Stored records
▶
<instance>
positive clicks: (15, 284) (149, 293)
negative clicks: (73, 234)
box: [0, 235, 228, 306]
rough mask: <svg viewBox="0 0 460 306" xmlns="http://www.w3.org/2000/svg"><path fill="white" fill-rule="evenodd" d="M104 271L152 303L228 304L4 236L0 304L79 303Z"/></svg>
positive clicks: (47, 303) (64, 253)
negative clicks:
◀
▶
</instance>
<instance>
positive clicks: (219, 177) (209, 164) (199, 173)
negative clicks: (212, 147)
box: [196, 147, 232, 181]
◀
Look over the records above and copy each line that includes the string "positive".

positive clicks: (15, 284) (149, 293)
positive clicks: (47, 303) (64, 253)
positive clicks: (219, 177) (209, 164) (199, 173)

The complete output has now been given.